§ **TEXT PASSAGE**
I don’t even own a dress, let alone pantyhose. Dressing up for me is a nice pair of jeans and a t-shirt without a saying or picture that’ll piss off my mother. So that leaves out my “Aren’t I just a f@#%ing ray of sunshine” shirt.
Sheri
I don’t even own a dress, let alone pantyhose. Dressing up for me is a nice pair of jeans and a t-shirt without a saying or picture that’ll piss off my mother. So that leaves out my “Aren’t I just a f@#%ing ray of sunshine” shirt.
Sheri
I wear a dress or skirt 95% of the time anyway, Thanksgiving day will be no different. The guys will have on jeans and football jerseys.
I’ll be wearing pants, because I have no intention of shaving my legs. And a nice shirt, probably.
Kathleen de Trelare writes,
You don’t wear Whatever You Want for your birthday? I sure will! Friday I’m going to get up and be my usual demanding self, and I’m going to get everything I want because it’s my birthday!
Everything I want, of course, is a waffle for breakfast, a haircut, a movie (probably Harry Potter) and to spend the rest of the evening playing EverQuest. I’m not that hard to please.
Corr
Moderately so. I’ll probably wear a sweater long enough to cover my waist after I unbuckle my belt and top button on my pants and collapse on the couch in a turkey-induced stupor.
Ahh…the holidays.
Well, if I went to my family’s Thanksgiving dinner in anything but jeans I’d just get funny looks. But I’m not going to Thanksgiving dinner; it’s too far to come home from college this year, so I’ll be eating at a teacher’s house, and I’ll probably put on a skirt and sweater to be on the safe side.
I’ll be wearing hospital scrubs.
And you’ll still look hot.
::blushing::
Oh, you…
I thought you meant this type of dressing up. Since we aren’t doing anything I plan on being casual all day.

§ **TASK PROMPT**
Reproduce the passage of the Thanksgiving clothing comments that opens with the words containing "Kathleen de Trelare" and closes with "a turkey-induced stupor.".

§ **DATA LISTING**
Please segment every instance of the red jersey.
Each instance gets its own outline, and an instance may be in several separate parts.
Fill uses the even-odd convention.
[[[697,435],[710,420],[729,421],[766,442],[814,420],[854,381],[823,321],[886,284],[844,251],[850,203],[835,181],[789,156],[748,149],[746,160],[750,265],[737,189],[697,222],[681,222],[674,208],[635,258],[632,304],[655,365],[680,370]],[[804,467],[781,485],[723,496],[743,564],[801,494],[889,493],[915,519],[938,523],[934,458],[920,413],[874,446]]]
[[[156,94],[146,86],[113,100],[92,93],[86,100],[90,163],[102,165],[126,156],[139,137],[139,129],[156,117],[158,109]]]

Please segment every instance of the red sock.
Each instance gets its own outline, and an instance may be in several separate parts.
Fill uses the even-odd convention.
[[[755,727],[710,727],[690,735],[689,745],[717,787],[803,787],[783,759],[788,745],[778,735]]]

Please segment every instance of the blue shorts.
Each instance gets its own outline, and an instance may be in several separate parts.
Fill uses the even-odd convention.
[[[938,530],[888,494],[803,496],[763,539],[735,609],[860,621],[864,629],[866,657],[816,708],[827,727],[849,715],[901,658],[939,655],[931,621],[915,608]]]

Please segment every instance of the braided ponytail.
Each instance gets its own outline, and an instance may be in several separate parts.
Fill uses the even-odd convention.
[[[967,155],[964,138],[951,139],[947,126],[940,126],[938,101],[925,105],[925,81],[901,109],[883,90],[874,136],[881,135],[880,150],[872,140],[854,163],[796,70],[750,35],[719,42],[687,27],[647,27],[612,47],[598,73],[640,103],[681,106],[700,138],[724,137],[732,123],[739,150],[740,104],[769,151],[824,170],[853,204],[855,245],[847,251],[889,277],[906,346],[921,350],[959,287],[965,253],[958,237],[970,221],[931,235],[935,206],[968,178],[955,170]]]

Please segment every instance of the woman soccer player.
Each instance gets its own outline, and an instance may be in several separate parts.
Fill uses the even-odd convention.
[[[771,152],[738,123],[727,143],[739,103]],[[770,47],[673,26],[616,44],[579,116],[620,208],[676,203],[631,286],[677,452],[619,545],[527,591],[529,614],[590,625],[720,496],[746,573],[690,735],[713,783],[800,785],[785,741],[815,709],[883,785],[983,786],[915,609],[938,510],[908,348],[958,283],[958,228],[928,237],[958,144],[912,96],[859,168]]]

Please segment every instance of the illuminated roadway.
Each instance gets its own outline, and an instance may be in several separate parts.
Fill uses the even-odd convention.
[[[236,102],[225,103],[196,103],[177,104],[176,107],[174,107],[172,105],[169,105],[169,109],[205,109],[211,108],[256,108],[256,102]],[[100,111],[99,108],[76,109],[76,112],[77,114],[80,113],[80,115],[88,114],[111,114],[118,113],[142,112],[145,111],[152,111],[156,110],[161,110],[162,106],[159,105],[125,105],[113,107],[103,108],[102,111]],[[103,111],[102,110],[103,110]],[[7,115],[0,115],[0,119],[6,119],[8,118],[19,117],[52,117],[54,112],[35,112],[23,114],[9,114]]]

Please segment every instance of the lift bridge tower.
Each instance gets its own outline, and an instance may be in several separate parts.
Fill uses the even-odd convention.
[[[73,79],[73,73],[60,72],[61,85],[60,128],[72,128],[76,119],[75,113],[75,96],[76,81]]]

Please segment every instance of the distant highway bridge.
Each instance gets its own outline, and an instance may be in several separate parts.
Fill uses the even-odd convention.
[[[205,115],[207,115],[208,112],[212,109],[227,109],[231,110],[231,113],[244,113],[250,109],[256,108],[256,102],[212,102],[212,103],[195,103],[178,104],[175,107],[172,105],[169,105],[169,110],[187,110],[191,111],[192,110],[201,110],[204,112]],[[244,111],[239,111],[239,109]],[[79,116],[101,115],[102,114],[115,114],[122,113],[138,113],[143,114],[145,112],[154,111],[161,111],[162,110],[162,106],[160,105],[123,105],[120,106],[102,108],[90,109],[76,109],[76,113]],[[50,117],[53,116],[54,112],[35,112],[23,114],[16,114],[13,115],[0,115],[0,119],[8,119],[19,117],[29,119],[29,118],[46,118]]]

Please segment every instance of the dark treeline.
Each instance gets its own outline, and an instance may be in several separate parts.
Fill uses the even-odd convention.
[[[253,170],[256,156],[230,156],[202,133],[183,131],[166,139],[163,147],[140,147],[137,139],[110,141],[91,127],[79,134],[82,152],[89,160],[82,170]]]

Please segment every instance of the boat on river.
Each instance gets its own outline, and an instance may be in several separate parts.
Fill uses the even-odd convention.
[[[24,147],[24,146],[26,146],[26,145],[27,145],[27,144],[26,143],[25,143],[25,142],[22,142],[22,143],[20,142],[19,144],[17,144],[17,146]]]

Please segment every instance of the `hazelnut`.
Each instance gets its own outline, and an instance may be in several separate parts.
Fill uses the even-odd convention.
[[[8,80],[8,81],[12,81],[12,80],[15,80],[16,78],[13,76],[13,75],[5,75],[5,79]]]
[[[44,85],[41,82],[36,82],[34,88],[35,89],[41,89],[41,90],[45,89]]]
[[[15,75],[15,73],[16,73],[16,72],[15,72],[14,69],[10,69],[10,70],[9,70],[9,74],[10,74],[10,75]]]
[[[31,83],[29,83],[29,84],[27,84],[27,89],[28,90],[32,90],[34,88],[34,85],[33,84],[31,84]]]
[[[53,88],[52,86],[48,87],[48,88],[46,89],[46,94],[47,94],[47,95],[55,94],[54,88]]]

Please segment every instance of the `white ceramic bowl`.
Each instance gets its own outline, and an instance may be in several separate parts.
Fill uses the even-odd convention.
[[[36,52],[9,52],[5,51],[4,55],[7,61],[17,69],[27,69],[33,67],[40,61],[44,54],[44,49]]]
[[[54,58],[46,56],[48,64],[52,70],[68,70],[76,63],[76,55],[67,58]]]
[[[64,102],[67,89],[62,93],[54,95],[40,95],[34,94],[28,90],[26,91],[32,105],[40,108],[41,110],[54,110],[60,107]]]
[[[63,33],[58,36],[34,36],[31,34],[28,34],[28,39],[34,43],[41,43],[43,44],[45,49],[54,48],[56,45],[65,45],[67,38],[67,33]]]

§ **RESULT**
Kathleen de Trelare writes,
You don’t wear Whatever You Want for your birthday? I sure will! Friday I’m going to get up and be my usual demanding self, and I’m going to get everything I want because it’s my birthday!
Everything I want, of course, is a waffle for breakfast, a haircut, a movie (probably Harry Potter) and to spend the rest of the evening playing EverQuest. I’m not that hard to please.
Corr
Moderately so. I’ll probably wear a sweater long enough to cover my waist after I unbuckle my belt and top button on my pants and collapse on the couch in a turkey-induced stupor.